= WHAT TO PRODUCE =
Please filter the material below, copying out in full every line that contains the string "window". The match is case-sensitive.

Dataset entries:

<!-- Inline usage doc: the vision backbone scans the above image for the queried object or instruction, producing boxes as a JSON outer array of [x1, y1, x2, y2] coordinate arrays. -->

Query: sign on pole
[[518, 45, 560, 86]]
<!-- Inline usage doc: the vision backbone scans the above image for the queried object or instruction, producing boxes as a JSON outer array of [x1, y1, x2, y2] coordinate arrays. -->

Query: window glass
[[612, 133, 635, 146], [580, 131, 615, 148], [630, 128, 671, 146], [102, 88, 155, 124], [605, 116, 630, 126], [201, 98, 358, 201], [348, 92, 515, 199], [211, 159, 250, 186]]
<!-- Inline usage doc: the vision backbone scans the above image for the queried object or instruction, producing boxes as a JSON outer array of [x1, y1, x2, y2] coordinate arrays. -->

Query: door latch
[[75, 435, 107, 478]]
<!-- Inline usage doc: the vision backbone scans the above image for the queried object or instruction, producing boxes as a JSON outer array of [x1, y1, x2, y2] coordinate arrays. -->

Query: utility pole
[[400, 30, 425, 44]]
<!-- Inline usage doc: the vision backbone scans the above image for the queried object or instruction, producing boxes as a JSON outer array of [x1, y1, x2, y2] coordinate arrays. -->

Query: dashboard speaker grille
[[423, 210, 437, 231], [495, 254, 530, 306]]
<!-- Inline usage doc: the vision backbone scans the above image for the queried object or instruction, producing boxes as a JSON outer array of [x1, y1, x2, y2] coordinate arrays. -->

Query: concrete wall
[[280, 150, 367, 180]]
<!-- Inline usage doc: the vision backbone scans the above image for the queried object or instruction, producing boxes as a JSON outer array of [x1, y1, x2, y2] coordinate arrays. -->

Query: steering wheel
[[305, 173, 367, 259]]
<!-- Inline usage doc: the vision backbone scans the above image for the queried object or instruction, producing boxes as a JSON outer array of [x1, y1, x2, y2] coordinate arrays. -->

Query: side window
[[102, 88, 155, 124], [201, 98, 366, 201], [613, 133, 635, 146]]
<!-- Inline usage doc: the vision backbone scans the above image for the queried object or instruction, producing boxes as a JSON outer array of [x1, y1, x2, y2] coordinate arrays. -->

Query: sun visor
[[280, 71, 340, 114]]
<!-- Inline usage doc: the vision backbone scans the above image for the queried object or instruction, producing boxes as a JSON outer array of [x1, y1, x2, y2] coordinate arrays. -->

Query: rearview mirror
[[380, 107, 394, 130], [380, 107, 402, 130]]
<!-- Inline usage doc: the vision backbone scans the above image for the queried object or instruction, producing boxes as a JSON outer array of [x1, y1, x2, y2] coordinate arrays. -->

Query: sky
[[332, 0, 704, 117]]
--
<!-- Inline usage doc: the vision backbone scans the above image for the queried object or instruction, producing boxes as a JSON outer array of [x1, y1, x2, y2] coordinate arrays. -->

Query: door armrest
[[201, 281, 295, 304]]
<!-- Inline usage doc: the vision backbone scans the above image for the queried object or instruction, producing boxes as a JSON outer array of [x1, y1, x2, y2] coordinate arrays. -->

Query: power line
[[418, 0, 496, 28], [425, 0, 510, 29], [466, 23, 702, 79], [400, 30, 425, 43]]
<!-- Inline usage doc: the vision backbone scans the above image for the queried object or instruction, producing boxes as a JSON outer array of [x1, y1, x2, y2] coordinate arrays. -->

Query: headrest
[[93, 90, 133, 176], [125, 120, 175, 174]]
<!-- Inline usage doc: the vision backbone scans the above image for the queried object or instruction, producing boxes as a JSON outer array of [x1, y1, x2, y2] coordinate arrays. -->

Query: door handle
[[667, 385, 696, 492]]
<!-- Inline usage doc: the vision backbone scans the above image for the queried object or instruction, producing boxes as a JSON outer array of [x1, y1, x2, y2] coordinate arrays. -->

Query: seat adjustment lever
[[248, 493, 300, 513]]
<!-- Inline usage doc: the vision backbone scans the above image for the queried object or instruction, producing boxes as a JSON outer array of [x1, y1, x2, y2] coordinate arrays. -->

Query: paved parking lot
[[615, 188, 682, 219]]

= TASK RESULT =
Query: window glass
Query: side window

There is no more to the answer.